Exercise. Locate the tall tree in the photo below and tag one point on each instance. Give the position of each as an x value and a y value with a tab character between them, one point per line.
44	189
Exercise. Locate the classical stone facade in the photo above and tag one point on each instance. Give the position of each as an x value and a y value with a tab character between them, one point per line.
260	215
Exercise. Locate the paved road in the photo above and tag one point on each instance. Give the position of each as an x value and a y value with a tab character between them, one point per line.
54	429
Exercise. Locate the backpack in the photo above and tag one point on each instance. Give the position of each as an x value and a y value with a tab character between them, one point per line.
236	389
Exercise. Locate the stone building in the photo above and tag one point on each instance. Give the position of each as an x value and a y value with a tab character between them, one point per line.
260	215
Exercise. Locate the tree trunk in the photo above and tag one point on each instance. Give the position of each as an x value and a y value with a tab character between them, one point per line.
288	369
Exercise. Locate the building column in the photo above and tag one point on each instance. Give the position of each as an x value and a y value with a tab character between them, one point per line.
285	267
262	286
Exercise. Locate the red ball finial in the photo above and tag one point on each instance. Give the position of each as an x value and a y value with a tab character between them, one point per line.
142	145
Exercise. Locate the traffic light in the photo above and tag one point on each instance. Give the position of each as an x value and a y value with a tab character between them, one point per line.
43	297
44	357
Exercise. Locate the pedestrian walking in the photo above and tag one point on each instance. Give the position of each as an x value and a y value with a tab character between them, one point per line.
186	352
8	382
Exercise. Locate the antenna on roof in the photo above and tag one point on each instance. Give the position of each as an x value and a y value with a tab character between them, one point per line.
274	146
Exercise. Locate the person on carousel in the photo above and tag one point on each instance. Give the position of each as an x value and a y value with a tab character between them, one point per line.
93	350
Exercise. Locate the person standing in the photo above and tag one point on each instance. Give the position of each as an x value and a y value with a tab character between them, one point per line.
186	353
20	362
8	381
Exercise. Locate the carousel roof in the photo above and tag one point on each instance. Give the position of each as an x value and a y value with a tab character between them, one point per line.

### [INSTRUCTIONS FOR THE TASK]
Return every line of the material word for word.

### [WRITTEN ANSWER]
Exercise. Locate the tall tree in the photo below and tag one point on each instance. Give the position of each as an x value and a y value with a tab character between them, one point per line.
44	189
Exercise. Locate the classical stone facade in the photo above and tag one point on each instance. Give the position of each as an x value and a y value with a tab character between them, one point per line.
260	215
Exercise. Locate the paved road in the photo above and tag one point on each instance. Give the position of each as an x value and a y value with a tab character between them, one point per line.
54	429
Exercise. Locate the backpack in the photo above and tag one point on each instance. Give the position of each as an x value and a y value with a tab character between them, one point per line.
236	389
Exercise. Locate the stone building in the photo above and tag one point on each instance. Give the position of each as an x value and a y value with a tab character between them, one point per line.
260	215
Exercise. Locate the tree trunk in the photo above and tag one point on each instance. Give the position of each as an x value and a y value with a tab character between them, one point per line.
288	369
Exercise. Locate the building column in the photo above and tag one point on each instance. Give the position of each as an x value and a y value with a tab character between them, one point per line.
285	267
262	286
Exercise. Locate the red ball finial in the photo above and tag one point on each instance. Give the position of each as an x value and a y value with a tab character between them, one point per line.
142	145
Exercise. Locate the traffic light in the photo above and tag one point on each instance. Give the position of each as an x value and a y value with a tab character between them, one point per line.
43	297
44	357
Exercise. Locate the pedestrian walking in the photo above and tag one point on each instance. Give the position of each as an x value and a y value with a tab character between them, one point per line.
186	352
8	382
Exercise. Locate the antenna on roof in the photo above and tag one point on each instance. Give the position of each as an x value and a y value with a tab character between them, one point per line.
274	146
Exercise. Locate the person on carousel in the photo above and tag one point on each instance. Give the position of each as an x value and a y value with a tab character between them, one point per line.
93	350
Exercise. Locate the person standing in the photo above and tag one point on each instance. Give the position of each as an x value and a y value with a tab character between them, one point per line.
186	353
20	362
8	381
Exercise. Locate the carousel roof in the photo above and tag one point on each instance. Give the position of each as an x value and a y value with a tab character between them, one point per line.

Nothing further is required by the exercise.